**EXERCISE DESCRIPTION**. The response should be an exact repetition of all the entries.

**DATA SHOWN**.
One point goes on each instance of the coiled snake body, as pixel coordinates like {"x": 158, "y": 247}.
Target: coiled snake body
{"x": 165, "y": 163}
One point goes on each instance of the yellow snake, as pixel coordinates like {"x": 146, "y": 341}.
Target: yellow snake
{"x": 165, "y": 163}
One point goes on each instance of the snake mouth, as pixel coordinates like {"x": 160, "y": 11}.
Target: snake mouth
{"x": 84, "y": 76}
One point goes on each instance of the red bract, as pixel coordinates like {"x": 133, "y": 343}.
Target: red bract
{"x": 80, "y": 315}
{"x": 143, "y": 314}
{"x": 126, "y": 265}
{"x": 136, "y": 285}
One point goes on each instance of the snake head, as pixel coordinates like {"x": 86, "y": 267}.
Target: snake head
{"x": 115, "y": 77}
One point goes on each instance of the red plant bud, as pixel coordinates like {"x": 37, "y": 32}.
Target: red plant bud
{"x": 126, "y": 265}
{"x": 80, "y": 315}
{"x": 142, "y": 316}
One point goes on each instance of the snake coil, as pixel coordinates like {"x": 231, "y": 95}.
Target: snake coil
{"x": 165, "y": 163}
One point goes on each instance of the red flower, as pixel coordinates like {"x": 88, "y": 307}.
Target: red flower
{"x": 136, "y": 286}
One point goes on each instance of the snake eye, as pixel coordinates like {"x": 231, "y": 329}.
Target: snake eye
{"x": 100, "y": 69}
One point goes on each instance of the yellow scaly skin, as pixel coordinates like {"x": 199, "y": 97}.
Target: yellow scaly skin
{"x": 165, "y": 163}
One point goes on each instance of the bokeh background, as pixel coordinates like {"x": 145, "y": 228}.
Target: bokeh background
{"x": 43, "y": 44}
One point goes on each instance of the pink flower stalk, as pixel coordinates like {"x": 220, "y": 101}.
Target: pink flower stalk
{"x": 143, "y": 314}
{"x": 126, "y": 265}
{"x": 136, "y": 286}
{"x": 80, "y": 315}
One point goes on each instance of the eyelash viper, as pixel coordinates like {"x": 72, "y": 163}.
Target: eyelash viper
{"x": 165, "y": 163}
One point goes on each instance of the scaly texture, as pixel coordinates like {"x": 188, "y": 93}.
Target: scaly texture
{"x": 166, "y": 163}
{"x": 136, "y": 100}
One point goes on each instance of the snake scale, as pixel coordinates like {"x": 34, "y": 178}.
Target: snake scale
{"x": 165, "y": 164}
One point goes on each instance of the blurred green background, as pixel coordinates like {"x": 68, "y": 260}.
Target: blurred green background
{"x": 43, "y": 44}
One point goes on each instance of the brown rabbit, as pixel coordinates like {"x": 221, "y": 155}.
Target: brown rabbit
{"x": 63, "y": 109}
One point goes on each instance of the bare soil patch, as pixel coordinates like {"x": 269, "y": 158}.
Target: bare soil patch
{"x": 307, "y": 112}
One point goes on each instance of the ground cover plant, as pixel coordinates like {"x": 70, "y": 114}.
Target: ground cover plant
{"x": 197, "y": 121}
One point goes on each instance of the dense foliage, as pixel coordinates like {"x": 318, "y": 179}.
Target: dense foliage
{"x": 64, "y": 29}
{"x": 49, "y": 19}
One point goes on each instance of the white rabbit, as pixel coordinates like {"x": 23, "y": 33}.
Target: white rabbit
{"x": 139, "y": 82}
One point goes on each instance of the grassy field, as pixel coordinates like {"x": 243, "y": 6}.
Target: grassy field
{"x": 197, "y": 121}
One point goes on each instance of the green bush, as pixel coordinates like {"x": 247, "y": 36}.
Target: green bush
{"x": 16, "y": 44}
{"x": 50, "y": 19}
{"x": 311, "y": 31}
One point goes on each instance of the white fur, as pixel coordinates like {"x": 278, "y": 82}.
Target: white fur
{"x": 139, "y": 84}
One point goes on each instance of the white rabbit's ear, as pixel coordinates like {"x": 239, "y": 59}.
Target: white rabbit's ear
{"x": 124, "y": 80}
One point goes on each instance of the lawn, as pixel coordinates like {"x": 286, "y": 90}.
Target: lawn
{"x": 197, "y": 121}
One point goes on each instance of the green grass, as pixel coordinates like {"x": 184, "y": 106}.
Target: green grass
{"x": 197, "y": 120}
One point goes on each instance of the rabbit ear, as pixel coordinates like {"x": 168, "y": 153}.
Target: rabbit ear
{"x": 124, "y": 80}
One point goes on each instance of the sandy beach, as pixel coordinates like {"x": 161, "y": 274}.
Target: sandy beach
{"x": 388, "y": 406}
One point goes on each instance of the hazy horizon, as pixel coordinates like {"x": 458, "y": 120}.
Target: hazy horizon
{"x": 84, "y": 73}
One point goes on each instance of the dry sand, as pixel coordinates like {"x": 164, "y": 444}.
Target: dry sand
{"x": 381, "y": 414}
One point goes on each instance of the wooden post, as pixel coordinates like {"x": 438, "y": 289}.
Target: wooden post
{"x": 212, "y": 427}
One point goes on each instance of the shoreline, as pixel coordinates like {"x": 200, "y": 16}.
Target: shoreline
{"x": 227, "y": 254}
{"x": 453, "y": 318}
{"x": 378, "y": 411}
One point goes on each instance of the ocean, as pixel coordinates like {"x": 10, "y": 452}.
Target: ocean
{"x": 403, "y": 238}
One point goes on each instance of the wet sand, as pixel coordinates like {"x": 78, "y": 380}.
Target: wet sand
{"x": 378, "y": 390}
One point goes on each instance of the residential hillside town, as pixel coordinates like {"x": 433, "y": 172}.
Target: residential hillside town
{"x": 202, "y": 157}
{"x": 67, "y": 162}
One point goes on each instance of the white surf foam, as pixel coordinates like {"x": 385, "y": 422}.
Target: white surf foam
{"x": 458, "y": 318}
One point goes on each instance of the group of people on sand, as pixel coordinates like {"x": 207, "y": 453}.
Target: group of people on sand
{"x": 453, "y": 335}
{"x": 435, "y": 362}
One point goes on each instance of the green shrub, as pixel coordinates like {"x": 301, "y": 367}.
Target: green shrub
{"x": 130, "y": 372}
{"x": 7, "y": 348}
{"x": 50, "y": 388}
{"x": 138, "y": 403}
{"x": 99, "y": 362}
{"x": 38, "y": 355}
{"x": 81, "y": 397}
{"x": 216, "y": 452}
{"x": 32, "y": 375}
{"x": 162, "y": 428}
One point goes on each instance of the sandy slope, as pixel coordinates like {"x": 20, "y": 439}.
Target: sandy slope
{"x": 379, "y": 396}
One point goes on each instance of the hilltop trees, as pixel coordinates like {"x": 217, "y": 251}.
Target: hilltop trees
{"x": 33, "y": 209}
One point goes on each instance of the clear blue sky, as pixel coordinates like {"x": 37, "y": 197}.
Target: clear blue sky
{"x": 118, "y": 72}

**SOLUTION FOR THIS PROBLEM**.
One point goes on each instance of the coiled snake body, as pixel coordinates like {"x": 158, "y": 247}.
Target: coiled snake body
{"x": 165, "y": 163}
One point goes on each instance of the yellow snake, as pixel coordinates like {"x": 146, "y": 341}.
Target: yellow snake
{"x": 165, "y": 163}
One point goes on each instance of the snake mouth, as pixel coordinates like {"x": 160, "y": 11}.
Target: snake mouth
{"x": 84, "y": 76}
One point goes on each instance of the red bract, as pixel coordinates like {"x": 133, "y": 343}.
Target: red bract
{"x": 80, "y": 315}
{"x": 143, "y": 314}
{"x": 126, "y": 265}
{"x": 136, "y": 285}
One point goes on each instance of the snake head, as pixel coordinates like {"x": 86, "y": 267}.
Target: snake head
{"x": 115, "y": 77}
One point goes on each instance of the red plant bud, as pixel coordinates like {"x": 37, "y": 32}.
Target: red plant bud
{"x": 126, "y": 265}
{"x": 80, "y": 315}
{"x": 142, "y": 316}
One point goes on each instance of the snake coil, as pixel coordinates like {"x": 231, "y": 95}.
Target: snake coil
{"x": 165, "y": 163}
One point goes on each instance of the red flower, as pixel coordinates like {"x": 88, "y": 307}.
Target: red flower
{"x": 136, "y": 286}
One point goes on each instance of the snake eye, as pixel coordinates like {"x": 231, "y": 329}.
Target: snake eye
{"x": 100, "y": 69}
One point goes on each instance of the yellow scaly skin, as pixel coordinates like {"x": 199, "y": 97}.
Target: yellow scaly skin
{"x": 165, "y": 163}
One point goes on each instance of the bokeh background, as pixel coordinates like {"x": 145, "y": 228}.
Target: bokeh background
{"x": 43, "y": 44}
One point goes on each instance of the pink flower stalk, as pixel coordinates like {"x": 220, "y": 101}.
Target: pink flower stalk
{"x": 143, "y": 314}
{"x": 126, "y": 265}
{"x": 136, "y": 286}
{"x": 80, "y": 315}
One point goes on each instance of the eyelash viper, as pixel coordinates like {"x": 72, "y": 163}.
Target: eyelash viper
{"x": 165, "y": 163}
One point goes on each instance of the scaly texture, as pixel coordinates like {"x": 188, "y": 93}.
Target: scaly texture
{"x": 166, "y": 163}
{"x": 136, "y": 100}
One point goes on each instance of the snake scale, as pixel coordinates like {"x": 34, "y": 178}.
Target: snake scale
{"x": 165, "y": 164}
One point goes on each instance of the blurred green background, as pixel coordinates like {"x": 68, "y": 260}.
Target: blurred green background
{"x": 43, "y": 44}
One point goes on each instance of the brown rabbit, as pixel coordinates like {"x": 221, "y": 155}.
Target: brown rabbit
{"x": 63, "y": 109}
One point goes on each instance of the bare soil patch, as pixel coordinates like {"x": 269, "y": 158}.
Target: bare soil patch
{"x": 307, "y": 112}
One point goes on each instance of the ground cover plant, as pixel coordinates like {"x": 70, "y": 114}.
Target: ground cover plant
{"x": 197, "y": 121}
One point goes on each instance of the dense foliage, as pixel coordinates like {"x": 318, "y": 179}.
Target: dense foliage
{"x": 64, "y": 29}
{"x": 49, "y": 19}
One point goes on each instance of the white rabbit, as pixel coordinates like {"x": 23, "y": 33}.
Target: white rabbit
{"x": 139, "y": 82}
One point goes on each instance of the grassy field, as pixel coordinates like {"x": 243, "y": 6}.
Target: grassy field
{"x": 197, "y": 121}
One point goes on each instance of the green bush, as pixel coordinates like {"x": 247, "y": 36}.
Target: green bush
{"x": 16, "y": 44}
{"x": 50, "y": 19}
{"x": 311, "y": 31}
One point goes on each instance of the white fur, as pixel coordinates like {"x": 278, "y": 82}.
Target: white fur
{"x": 139, "y": 84}
One point goes on each instance of the white rabbit's ear, as pixel coordinates like {"x": 239, "y": 59}.
Target: white rabbit's ear
{"x": 124, "y": 80}
One point goes on each instance of the lawn, as pixel coordinates like {"x": 286, "y": 90}.
Target: lawn
{"x": 197, "y": 121}
One point goes on each instance of the green grass, as pixel coordinates like {"x": 184, "y": 106}.
Target: green grass
{"x": 197, "y": 120}
One point goes on each instance of the rabbit ear, as pixel coordinates like {"x": 168, "y": 153}.
Target: rabbit ear
{"x": 124, "y": 80}
One point goes on each instance of the sandy beach, as pixel coordinates like {"x": 161, "y": 274}.
Target: sandy beach
{"x": 388, "y": 406}
One point goes on each instance of the hazy horizon, as pixel coordinates like {"x": 458, "y": 120}.
Target: hazy horizon
{"x": 84, "y": 73}
One point goes on each instance of the dry sand, as pixel coordinates like {"x": 164, "y": 444}.
Target: dry sand
{"x": 381, "y": 414}
One point goes on each instance of the wooden post, as pixel coordinates like {"x": 438, "y": 289}.
Target: wooden post
{"x": 212, "y": 427}
One point goes on each instance of the shoreline, as pixel coordinates like {"x": 200, "y": 16}.
Target: shoreline
{"x": 227, "y": 254}
{"x": 453, "y": 318}
{"x": 378, "y": 411}
One point goes on each instance of the ocean, as pixel coordinates like {"x": 10, "y": 452}.
Target: ocean
{"x": 403, "y": 238}
One point goes on each instance of the wet sand, as pixel coordinates like {"x": 78, "y": 380}.
Target: wet sand
{"x": 378, "y": 390}
One point goes on each instance of the residential hillside town, as pixel coordinates like {"x": 433, "y": 172}.
Target: residential hillside town
{"x": 202, "y": 157}
{"x": 67, "y": 162}
One point goes on each instance of the white surf foam, as pixel coordinates like {"x": 385, "y": 422}.
Target: white surf foam
{"x": 458, "y": 318}
One point goes on each instance of the group of people on sand, as pixel coordinates like {"x": 207, "y": 453}.
Target: group of people on sand
{"x": 453, "y": 335}
{"x": 435, "y": 362}
One point goes on each instance of the green shrub, as pixel coordinates like {"x": 301, "y": 367}.
Target: green shrub
{"x": 130, "y": 372}
{"x": 7, "y": 348}
{"x": 50, "y": 388}
{"x": 138, "y": 403}
{"x": 99, "y": 362}
{"x": 38, "y": 355}
{"x": 81, "y": 397}
{"x": 216, "y": 452}
{"x": 32, "y": 375}
{"x": 162, "y": 428}
One point goes on each instance of the sandy slope, as pixel coordinates like {"x": 20, "y": 439}.
Target: sandy slope
{"x": 379, "y": 396}
One point goes on each instance of the hilltop trees, as pixel coordinates like {"x": 217, "y": 251}.
Target: hilltop trees
{"x": 33, "y": 209}
One point goes on each instance of the clear blue sky, as pixel coordinates like {"x": 37, "y": 197}.
Target: clear blue sky
{"x": 118, "y": 72}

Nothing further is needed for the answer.